▸ **Questions**
1 > In the news report on Barney Simon's death, in what year did Simon and Mannie Manim found the Market Theater?
2 > Rewrite the news report on Barney Simon's death between "The Market Theater, which" and "released in 1992.", inclusive, changing "multiracial casts" to "mixed-race casts".
3 > Write the next part of the news report on Barney Simon's death, picking up after its last sentence.

▸ **Document passage**

^^^^

Market Theater Founder Dies
JOHANNESBURG, South Africa (AP) _ Barney Simon, a founder of South Africa’s pioneering Market Theater and an internationally known director and writer, died Friday. He was 63.
Simon, who had been recovering at home from multiple bypass heart surgery earlier this month, was hospitalized Tuesday after suffering a mild heart attack, said John Kani, the Market Theater’s executive director. He died early Friday.
The Market Theater, which Simon and Mannie Manim founded in 1976, was the first in the country to present plays with multiracial casts to audiences that included blacks and whites _ against the law in apartheid South Africa.
The theater explored the brutality and injustice of South Africa under white minority rule with productions like ``Sarafina″ and ``The Island″ that won acclaim around the world. A movie version of ``Sarafina″ was released in 1992.
Simon’s ``understanding, compassion and wisdom touched everyone who came into contact with this great man _ a true visionary,″ Kani said. Simon was the Market’s artistic director at the time of his death.

^^^^

▸ **Available data**
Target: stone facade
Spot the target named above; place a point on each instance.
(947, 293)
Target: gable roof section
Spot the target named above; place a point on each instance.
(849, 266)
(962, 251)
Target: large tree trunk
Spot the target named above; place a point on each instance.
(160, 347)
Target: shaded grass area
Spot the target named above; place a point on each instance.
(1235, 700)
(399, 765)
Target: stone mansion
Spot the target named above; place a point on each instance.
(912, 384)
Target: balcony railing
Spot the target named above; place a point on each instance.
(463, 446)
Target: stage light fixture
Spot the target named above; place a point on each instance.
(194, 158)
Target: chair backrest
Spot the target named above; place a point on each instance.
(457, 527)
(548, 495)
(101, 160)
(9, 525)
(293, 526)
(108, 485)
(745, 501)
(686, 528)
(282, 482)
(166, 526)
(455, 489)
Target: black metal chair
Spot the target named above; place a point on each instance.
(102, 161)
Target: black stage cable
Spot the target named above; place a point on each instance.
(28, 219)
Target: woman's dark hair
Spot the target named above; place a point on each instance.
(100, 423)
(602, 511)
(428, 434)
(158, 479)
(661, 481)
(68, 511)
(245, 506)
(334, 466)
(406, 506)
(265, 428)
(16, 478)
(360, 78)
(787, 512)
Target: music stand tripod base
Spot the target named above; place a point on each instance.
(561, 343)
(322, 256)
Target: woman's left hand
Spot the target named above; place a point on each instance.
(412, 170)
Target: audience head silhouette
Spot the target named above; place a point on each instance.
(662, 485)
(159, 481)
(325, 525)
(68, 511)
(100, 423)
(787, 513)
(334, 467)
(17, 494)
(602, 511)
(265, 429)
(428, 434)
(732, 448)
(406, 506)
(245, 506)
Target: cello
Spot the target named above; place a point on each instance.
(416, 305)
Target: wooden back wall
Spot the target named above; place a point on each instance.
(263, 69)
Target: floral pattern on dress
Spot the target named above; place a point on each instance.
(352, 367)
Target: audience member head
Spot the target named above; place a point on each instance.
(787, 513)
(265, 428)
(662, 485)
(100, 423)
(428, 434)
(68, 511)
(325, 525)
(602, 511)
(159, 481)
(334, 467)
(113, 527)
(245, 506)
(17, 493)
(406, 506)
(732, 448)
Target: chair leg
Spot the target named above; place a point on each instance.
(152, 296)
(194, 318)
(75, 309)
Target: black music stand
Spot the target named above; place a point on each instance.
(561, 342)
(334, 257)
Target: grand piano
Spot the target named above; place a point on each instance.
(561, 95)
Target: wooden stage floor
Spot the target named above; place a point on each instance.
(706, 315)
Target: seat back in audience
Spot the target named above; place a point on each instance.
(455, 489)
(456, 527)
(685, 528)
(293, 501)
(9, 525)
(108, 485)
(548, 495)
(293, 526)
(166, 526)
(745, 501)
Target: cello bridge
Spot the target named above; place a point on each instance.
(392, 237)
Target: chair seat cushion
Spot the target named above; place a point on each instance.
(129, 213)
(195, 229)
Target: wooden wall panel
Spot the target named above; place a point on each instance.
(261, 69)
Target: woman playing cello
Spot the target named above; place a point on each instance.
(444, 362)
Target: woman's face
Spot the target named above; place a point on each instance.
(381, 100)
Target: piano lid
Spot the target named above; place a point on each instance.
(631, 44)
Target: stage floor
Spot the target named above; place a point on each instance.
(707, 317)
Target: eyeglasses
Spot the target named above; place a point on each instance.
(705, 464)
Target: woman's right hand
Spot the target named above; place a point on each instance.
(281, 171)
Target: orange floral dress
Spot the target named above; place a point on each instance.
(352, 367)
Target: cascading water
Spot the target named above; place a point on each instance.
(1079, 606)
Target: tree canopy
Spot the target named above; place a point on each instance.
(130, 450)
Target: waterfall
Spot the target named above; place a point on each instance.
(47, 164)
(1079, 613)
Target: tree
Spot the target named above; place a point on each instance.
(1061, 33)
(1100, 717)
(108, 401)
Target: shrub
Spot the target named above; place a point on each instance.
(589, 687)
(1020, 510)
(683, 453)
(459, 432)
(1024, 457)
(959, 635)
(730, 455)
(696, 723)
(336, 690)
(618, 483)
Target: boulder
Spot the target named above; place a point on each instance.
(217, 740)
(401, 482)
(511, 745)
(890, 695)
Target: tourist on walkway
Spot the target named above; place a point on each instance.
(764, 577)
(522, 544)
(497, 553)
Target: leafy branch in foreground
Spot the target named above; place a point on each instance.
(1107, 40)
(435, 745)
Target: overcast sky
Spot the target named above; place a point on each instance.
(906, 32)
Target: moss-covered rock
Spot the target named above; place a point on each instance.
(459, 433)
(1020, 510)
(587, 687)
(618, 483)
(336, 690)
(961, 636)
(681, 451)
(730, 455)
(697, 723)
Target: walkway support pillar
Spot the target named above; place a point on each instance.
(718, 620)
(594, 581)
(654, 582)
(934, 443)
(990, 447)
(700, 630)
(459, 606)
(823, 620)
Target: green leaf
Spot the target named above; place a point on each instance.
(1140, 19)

^^^^

▸ **Your written answers**
1 > 1976

2 >
The Market Theater, which Simon and Mannie Manim founded in 1976, was the first in the country to present plays with mixed-race casts to audiences that included blacks and whites _ against the law in apartheid South Africa.
The theater explored the brutality and injustice of South Africa under white minority rule with productions like ``Sarafina″ and ``The Island″ that won acclaim around the world. A movie version of ``Sarafina″ was released in 1992.

3 >
``Sometimes you almost feel God is unfair,″ said South African playwright and director John Ledwaba. ``Why would he take a man who was able to light a fire in so many people’s lives?″
Simon’s best-known play is ``Woza Albert,″ a two-man musical about Christ returning to Earth in South Africa that he created with Mbongeni Ngema and Percy Mtwa. He won numerous local and international awards for direction, including Obies _ given to outstanding Off-Broadway productions _ for ``Woza Albert″ and ``Born in the RSA.″
He is survived by his brother, Tony. Funeral arrangements were not immediately available.